* begin *

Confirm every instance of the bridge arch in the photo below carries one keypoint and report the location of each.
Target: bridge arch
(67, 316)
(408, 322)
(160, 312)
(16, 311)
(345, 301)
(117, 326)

* end *

» JOB
Can you rewrite the items, replacing "bridge arch" with "bridge span" and leaving everything else as it is?

» RESULT
Confirm every instance of the bridge span in the photo below carries one keypoint and report the location of each.
Target: bridge span
(67, 316)
(408, 322)
(160, 312)
(16, 311)
(345, 301)
(117, 326)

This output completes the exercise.